» **WORK TO DO**
A: Answer these from the transcript on the Case experiment:
(i) What nickname does Les Case give his stainless steel vessels?
(ii) Which gas was Vessel 1 originally filled with?
(iii) What is the helium level of the laboratory air, in ppm?
B: According to the transcript on the Case experiment, why did it matter that Vessel 1 never produced any helium?
C: Carry on the transcript on the Case experiment after its last sentence.

» **SOURCE**

This experiment very much follows along the thought
process of Les Case and behind me you see five different sets of
apparatus. The big vessel here is one of Les Case's, he calls them
"footballs," it's a stainless steel vessel on a heating mantle
set up in exactly the arrangement that Les Case himself is doing
in New Hampshire.
What we have behind me are four different generations
of the Case experiment. There's the original Case experiment in
this "football," as he describes it a cylindrical stainless steel
vessel on a heating mantle, a very simple experiment in which you
simply put deuterium gas in and monitor for helium production. The
first attempt that we had at SRI was formed in these vessels we
called "Vessel 1" and "Vessel 2," slightly more sophisticated vessels
which you can't see. They are concealed in the stainless steel dewars
for heat retention purposes. Originally we had Vessel 1 filled with
hydrogen and Vessel 2 filled with deuterium, so we could see whether
the helium we were observing was present in the deuterium cell or
the hydrogen cell. As it happened this cell Vessel 2 produced something
like 11 ppm of helium. Vessel 1 at no stage produced any helium,
suggesting that our helium determination process and our leak-tightness
was, in fact, satisfactory for this experiment.
The original experiment in Vessel 2, as I said, produced
11 ppm helium. The air that we are breathing in this laboratory
now is 5.22 ppm helium, so there is very little opportunity for
error. The helium in the vessel, apparently, was produced by some
source within the vessel and did not come from the air that we're
We're running now a second generation of this experiment
in these two vessels. It's early stages yet, but we're in the hopeful
that we'll be able to reproduce our own result which was, of course,
a replication of Les Case's result.

» **DATA LINES**
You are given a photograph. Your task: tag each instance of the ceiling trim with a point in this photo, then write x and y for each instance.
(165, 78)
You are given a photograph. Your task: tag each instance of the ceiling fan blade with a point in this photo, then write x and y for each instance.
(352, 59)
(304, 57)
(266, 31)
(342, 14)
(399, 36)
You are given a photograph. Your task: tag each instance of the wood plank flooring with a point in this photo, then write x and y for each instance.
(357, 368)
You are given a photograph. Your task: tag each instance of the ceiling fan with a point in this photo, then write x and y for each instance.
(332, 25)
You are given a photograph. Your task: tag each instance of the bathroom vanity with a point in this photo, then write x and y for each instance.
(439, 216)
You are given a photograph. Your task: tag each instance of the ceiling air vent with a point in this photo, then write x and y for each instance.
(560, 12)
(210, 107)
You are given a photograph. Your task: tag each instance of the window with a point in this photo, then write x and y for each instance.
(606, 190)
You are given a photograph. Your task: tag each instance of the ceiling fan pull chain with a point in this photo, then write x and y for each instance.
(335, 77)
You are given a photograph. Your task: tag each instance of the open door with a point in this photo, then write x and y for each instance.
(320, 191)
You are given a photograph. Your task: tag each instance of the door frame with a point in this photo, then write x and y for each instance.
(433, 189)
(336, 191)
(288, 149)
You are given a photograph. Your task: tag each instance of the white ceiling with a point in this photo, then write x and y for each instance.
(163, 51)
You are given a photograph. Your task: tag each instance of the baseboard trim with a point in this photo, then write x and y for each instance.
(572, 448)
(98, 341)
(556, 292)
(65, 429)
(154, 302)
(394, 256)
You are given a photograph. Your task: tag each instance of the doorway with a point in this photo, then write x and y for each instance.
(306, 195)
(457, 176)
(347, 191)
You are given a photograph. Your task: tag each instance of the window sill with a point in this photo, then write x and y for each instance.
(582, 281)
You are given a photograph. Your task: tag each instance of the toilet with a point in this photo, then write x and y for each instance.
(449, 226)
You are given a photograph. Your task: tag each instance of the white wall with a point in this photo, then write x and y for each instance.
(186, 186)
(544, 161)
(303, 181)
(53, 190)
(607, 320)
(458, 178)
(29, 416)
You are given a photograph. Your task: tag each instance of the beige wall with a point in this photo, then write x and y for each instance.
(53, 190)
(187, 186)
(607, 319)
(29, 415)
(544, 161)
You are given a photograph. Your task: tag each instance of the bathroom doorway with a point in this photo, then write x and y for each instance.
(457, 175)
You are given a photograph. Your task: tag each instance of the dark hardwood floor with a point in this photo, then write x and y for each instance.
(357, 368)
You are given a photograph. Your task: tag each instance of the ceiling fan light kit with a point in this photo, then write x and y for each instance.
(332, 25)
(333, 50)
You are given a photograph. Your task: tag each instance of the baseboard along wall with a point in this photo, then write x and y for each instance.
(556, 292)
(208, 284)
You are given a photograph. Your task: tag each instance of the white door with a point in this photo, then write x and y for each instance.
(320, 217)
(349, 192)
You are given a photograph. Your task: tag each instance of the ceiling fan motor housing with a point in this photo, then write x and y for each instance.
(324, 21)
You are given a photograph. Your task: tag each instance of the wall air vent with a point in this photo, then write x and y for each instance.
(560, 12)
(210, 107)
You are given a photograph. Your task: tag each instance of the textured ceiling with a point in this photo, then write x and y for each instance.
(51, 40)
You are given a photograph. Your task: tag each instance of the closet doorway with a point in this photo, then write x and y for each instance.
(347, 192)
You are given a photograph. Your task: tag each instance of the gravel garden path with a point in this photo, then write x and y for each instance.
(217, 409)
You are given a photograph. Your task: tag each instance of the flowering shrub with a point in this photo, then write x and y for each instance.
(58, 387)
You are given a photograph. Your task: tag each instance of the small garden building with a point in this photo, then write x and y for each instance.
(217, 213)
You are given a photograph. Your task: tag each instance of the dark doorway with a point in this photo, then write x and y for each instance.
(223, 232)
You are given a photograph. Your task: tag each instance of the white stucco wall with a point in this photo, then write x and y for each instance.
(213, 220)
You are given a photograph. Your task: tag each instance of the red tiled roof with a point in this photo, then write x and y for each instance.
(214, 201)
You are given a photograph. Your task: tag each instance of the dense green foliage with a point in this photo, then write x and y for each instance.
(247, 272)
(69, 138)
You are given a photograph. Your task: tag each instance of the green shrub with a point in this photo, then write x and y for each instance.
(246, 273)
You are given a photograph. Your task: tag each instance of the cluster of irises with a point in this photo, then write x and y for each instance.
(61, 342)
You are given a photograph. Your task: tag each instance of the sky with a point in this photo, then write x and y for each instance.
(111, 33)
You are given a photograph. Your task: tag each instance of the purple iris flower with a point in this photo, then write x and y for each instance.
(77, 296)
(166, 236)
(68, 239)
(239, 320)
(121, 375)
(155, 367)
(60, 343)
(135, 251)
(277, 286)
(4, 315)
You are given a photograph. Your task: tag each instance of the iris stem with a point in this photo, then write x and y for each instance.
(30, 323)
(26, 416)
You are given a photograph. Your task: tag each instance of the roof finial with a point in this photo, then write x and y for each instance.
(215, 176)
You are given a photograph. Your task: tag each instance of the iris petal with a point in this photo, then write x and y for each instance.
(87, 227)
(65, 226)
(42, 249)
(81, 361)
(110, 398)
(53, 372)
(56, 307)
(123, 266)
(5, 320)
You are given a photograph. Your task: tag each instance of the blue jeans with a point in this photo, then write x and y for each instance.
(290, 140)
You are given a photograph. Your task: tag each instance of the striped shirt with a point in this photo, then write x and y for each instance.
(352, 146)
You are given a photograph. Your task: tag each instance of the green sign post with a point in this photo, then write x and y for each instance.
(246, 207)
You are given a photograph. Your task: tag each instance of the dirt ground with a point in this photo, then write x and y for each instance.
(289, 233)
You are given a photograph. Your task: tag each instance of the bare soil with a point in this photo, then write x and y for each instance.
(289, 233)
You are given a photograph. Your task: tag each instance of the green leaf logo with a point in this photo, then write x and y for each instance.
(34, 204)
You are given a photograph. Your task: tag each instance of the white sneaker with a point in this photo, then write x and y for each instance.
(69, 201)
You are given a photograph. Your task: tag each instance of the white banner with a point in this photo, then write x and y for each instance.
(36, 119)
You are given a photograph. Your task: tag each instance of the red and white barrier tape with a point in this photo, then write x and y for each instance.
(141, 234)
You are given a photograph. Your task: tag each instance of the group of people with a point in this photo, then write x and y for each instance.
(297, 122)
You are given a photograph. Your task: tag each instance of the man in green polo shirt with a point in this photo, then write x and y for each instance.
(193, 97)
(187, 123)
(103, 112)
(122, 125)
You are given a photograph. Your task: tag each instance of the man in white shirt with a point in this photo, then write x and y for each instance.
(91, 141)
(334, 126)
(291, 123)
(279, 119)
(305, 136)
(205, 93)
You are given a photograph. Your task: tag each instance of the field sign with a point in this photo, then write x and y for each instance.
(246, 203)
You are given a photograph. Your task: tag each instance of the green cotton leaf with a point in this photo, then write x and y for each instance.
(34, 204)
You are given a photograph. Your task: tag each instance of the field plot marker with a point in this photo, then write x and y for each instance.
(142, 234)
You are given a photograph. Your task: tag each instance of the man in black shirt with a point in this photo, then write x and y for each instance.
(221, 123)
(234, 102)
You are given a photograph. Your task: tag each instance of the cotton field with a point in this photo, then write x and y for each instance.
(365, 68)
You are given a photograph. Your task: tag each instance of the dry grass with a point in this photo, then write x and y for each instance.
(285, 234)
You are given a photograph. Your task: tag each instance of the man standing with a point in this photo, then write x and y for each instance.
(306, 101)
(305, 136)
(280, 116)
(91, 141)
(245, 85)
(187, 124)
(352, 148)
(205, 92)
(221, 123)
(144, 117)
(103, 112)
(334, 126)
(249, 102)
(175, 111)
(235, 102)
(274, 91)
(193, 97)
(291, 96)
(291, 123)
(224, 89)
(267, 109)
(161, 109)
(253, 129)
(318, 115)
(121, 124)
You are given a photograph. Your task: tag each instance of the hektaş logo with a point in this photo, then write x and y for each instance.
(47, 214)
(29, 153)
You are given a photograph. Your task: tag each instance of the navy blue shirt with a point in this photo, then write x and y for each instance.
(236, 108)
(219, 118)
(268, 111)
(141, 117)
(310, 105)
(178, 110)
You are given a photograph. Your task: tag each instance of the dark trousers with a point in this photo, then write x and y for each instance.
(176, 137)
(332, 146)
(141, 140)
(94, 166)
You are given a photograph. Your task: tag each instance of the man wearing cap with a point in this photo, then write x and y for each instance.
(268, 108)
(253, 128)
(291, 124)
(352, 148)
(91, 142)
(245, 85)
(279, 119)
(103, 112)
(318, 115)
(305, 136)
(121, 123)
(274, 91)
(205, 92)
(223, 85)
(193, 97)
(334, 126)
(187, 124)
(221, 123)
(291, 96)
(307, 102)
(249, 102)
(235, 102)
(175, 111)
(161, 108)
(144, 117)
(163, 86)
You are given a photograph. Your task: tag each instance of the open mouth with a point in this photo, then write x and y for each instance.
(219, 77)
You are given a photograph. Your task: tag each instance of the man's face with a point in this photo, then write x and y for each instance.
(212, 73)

» **RESULTS**
A:
(i) "Footballs."
(ii) Hydrogen.
(iii) 5.22 ppm.

B: Vessel 1 produced no helium at any stage. That suggested the team's helium determination process and the leak-tightness of the setup were satisfactory for the experiment.

C:
This is a more sophisticated experiment. The question
is, does the movement of the deuterium gas play any role in the
production of helium. Is convection an issue? Is temperature gradient
an issue? In this experiment, which, again, is concealed inside
this dewar flask and non-observable, we're simply recirculating
deuterium gas over a bed of Les Case's catalyst in a continuous
manner and sampling periodically for helium in the deuterium gas.
Behind the bullet-proof [transparent] polycarbonate wall here is
a high pressure experiment, and this is our most recent attempt
to see what the parameter space is for the production of helium
from deuterium and carbon catalyst. What is the pressure effect?
What is the temperature effect?
Les Case has already explored the temperature dependence
somewhat. He finds that the effect occurs in a range of 170°C
up to about 270 °C. We have not explored the temperature domain,
and until we get a lot more apparatus we won't do so. But we are
able to explore the pressure domain somewhat better than Les Case
is able to do because we have somewhat more sophisticated apparatus.
In the vessel on the floor, we have a high pressure
deuterium gas at intermediate temperature about 200°C. This
experiment, in fact, just started about two days ago. We have no
reason to expect helium production as yet, and the analysis reveals
none so far.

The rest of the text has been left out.